Supreme art is a traditional statement of certain heroic and religious truths, passed on from age to age, modified by individual genius, but never abandoned. The revolt of individualism came because the tradition had become degraded, or rather because a spurious copy had been accepted in its stead. [William Butler Yeats, journal, 1909]“ art | Search Online Etymology Dictionary (etymonline.com)
So, the focus is on skill here when it comes to art, not the intellect behind it. Still, not everything can be considered art. And not every kind of intelligence is the kind of intellect that Emerson talks about. Rather, intellect is related to this deeper truth which is basically unchangeable because it is human and thus gets passed on from generation to generation. I do believe that this is true and that we see this in art. But I also believe, alongside Emerson, that we all have the capacity for developing the intellect behind this. It is then a question of whether or not we refine our artistic skill to give expression to it in some format that is considered “art” by our audience.

## Extracted material
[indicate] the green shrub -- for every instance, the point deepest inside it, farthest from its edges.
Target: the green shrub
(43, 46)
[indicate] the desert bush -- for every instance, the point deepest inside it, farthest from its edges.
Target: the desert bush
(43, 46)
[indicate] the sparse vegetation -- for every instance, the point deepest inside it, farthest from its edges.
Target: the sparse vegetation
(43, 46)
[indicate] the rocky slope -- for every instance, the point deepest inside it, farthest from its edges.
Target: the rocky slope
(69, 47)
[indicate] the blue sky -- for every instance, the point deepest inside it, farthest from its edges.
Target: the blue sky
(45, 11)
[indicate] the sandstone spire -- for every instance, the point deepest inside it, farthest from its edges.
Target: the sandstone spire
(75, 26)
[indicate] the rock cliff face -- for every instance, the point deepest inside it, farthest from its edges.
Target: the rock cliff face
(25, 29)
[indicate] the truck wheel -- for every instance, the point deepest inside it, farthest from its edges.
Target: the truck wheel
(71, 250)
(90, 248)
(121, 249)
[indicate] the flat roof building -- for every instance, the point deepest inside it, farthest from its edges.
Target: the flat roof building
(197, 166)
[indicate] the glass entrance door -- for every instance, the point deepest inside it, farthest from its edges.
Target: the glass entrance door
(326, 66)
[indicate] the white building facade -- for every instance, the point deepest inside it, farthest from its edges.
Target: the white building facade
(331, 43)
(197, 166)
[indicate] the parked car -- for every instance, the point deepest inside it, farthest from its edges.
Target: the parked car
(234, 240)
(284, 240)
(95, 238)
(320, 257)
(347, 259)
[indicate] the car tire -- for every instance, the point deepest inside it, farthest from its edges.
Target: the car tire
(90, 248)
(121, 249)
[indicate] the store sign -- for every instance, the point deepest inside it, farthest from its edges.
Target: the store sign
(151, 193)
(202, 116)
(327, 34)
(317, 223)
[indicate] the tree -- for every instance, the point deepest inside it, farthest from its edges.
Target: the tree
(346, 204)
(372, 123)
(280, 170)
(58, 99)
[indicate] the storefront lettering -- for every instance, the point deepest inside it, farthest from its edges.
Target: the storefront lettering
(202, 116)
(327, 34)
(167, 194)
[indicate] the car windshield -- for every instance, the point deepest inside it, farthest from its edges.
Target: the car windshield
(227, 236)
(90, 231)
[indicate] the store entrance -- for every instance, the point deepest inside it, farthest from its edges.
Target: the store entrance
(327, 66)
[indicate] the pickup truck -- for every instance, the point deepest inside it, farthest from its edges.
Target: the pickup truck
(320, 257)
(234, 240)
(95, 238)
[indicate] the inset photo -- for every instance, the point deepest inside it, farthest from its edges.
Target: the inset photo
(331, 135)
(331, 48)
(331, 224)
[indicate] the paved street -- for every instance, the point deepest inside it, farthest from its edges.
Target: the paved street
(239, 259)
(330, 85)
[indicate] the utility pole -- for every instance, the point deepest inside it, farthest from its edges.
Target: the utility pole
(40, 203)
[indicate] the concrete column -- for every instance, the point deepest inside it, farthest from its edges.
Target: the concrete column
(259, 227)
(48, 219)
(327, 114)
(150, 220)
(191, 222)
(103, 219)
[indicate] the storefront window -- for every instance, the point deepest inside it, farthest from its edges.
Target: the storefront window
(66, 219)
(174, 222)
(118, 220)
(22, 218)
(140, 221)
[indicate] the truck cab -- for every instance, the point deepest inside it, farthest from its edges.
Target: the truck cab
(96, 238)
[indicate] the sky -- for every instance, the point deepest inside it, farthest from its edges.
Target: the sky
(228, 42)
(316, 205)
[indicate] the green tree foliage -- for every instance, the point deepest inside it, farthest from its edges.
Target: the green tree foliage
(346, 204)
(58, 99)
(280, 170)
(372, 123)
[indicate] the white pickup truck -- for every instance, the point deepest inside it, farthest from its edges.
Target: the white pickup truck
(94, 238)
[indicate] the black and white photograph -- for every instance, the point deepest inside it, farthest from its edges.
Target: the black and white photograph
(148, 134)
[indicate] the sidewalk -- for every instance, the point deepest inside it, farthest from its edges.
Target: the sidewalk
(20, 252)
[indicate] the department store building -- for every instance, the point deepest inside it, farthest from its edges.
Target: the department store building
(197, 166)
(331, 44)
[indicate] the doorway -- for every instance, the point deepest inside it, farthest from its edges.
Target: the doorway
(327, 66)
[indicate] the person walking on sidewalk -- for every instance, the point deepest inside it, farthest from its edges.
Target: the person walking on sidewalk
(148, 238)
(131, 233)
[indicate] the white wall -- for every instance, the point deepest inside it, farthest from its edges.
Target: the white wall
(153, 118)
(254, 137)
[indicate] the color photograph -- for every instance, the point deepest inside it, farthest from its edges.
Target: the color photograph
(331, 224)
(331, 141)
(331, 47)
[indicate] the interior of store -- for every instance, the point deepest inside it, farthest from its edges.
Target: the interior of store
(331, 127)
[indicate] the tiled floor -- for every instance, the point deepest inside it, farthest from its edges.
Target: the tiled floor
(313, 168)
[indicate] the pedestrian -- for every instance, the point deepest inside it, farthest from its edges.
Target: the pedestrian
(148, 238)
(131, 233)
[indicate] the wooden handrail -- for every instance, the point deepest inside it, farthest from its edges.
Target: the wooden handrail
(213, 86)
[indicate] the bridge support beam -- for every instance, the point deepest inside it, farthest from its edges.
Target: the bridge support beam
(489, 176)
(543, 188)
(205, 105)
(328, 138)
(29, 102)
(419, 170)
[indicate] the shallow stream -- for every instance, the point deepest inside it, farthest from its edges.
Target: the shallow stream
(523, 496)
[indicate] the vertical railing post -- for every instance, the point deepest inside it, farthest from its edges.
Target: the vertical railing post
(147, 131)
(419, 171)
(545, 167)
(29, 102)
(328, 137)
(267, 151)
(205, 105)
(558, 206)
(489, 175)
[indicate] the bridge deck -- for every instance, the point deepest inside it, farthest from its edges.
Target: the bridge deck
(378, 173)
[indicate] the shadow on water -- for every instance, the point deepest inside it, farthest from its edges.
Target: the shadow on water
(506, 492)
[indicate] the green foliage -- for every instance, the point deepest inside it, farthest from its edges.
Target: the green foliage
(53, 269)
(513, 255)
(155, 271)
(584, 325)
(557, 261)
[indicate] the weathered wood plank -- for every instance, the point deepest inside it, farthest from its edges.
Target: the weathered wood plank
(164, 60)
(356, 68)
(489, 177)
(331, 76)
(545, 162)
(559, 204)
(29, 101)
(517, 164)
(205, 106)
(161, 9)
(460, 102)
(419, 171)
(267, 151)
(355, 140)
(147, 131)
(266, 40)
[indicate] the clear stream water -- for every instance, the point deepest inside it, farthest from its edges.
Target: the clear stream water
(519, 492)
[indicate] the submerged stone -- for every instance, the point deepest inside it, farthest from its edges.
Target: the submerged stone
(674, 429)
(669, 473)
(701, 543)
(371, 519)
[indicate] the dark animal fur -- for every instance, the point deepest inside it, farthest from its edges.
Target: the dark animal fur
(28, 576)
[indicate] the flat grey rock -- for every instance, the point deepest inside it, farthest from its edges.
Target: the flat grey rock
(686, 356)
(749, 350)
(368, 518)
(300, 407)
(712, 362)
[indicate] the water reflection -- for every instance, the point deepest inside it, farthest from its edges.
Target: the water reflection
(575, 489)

## Required task 1
According to the Yeats quotation in the passage on art and intellect, why did the revolt of individualism come?
## Required task 2
Quote the passage on art and intellect word for word, from "Supreme art is" up to and including "Etymology Dictionary (etymonline.com)".
## Required task 3
Extend the passage on art and intellect by writing what comes next after its final sentence.

## Result 1
Because the tradition had become degraded, or rather because a spurious copy had been accepted in its stead.

## Result 2
Supreme art is a traditional statement of certain heroic and religious truths, passed on from age to age, modified by individual genius, but never abandoned. The revolt of individualism came because the tradition had become degraded, or rather because a spurious copy had been accepted in its stead. [William Butler Yeats, journal, 1909]“ art | Search Online Etymology Dictionary (etymonline.com)

## Result 3
Still, to be clear about this, it does not matter what othe people consider art. Developing your intellect is the key for everything that follows — be it art, science, or anything else. And essays like the ones by Emerson guide you to this place of truly turning your intellect into action.
1) Are you good at remembering quotes and the names of authors?
2) How do you define “intellect”?
3) What do you think about the thesis that people do not necessarily differ in intellect but in the ability of it artistic use?